* [Given records]

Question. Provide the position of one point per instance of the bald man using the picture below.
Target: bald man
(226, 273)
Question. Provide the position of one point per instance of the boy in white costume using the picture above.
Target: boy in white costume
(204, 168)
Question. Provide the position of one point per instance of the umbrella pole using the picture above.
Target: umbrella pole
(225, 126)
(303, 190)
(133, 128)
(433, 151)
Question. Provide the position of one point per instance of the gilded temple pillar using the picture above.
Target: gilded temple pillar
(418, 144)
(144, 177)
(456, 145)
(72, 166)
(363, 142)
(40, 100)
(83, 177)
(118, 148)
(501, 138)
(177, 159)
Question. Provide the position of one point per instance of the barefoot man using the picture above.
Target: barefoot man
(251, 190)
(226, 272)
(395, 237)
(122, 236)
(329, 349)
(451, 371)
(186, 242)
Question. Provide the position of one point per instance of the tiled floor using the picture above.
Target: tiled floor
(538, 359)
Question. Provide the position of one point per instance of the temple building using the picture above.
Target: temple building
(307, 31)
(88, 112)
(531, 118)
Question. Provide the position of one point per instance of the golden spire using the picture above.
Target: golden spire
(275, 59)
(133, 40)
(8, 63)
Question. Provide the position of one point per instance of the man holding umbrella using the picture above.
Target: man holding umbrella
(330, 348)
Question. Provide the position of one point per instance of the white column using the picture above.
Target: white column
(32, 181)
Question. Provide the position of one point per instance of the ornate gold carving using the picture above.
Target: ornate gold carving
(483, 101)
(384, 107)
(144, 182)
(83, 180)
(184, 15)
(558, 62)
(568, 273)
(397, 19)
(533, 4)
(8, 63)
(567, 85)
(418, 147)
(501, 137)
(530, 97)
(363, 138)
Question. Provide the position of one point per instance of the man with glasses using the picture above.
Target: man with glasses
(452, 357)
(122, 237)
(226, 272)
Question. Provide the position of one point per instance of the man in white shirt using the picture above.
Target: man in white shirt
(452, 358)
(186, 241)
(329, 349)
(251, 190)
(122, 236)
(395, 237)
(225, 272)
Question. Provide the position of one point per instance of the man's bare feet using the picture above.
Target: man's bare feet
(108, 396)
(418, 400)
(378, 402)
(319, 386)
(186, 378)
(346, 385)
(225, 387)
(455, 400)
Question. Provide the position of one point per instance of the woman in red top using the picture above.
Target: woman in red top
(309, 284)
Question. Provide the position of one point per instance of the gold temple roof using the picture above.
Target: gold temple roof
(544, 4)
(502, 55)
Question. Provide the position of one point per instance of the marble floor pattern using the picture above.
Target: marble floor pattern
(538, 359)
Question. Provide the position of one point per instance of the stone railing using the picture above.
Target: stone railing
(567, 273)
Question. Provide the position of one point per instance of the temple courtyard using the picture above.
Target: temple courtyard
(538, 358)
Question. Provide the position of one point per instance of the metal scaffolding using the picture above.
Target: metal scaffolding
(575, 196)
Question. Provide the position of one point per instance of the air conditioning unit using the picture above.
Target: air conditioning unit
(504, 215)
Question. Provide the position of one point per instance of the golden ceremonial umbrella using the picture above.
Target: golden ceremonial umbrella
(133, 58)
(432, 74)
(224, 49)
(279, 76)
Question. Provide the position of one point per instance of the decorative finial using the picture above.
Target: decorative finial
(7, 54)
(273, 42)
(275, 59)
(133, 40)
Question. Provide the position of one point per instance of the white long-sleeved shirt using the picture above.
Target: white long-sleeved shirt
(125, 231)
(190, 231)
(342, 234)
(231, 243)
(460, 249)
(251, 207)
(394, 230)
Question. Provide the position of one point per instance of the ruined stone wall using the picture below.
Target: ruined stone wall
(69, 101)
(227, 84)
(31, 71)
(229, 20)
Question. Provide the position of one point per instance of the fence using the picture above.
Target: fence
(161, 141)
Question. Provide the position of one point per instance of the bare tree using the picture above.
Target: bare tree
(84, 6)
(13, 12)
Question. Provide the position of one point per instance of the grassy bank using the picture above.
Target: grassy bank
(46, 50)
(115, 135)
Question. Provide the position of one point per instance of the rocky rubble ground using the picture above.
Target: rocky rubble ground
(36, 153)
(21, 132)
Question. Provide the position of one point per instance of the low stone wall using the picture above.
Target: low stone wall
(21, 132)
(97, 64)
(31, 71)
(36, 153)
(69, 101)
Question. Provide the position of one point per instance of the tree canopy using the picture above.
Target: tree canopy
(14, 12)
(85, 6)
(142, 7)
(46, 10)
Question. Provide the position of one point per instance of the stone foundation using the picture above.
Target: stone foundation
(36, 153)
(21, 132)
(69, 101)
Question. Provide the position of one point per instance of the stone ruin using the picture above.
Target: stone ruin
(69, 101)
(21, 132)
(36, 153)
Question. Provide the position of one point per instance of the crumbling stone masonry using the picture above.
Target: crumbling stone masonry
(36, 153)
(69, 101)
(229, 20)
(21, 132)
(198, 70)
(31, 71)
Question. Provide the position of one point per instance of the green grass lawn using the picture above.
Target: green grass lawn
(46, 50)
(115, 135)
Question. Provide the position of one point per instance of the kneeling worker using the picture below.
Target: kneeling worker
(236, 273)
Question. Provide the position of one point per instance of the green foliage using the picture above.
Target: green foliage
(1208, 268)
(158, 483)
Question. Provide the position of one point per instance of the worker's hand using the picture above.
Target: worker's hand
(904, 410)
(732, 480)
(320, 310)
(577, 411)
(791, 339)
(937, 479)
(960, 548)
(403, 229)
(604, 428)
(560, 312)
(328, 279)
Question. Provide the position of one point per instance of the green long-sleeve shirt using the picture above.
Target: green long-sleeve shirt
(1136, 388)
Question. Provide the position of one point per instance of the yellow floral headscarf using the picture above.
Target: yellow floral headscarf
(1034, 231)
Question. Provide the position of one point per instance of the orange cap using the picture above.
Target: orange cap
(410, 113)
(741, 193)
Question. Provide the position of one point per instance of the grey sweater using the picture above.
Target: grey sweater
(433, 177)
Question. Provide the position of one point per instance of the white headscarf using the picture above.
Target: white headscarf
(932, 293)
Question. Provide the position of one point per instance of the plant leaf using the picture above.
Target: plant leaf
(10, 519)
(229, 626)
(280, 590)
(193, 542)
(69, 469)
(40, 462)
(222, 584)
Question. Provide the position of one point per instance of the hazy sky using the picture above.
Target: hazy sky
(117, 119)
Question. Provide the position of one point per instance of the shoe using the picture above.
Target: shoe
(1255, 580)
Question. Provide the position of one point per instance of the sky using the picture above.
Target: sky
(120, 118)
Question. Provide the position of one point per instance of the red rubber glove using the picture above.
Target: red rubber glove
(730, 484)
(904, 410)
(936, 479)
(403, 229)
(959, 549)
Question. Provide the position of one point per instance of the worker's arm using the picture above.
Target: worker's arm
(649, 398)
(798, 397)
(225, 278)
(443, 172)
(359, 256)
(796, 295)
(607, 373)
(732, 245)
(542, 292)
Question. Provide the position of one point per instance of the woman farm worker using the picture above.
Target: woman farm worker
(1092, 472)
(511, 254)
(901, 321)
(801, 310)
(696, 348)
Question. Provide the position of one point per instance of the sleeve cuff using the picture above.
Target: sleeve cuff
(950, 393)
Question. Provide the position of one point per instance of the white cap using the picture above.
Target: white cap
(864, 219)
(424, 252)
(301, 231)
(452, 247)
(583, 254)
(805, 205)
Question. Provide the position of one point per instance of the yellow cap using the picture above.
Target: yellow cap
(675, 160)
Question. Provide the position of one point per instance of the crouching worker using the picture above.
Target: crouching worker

* [Prompt] Which of the lines in the data contain the string "below"? Return each one.

* [Task solution]
Question. Provide the position of one point per instance of the bald man using the picture below.
Question. Provide the position of one point per instance of the ruined stone wall using the picture below.
Question. Provide the position of one point per instance of the kneeling worker using the picture below.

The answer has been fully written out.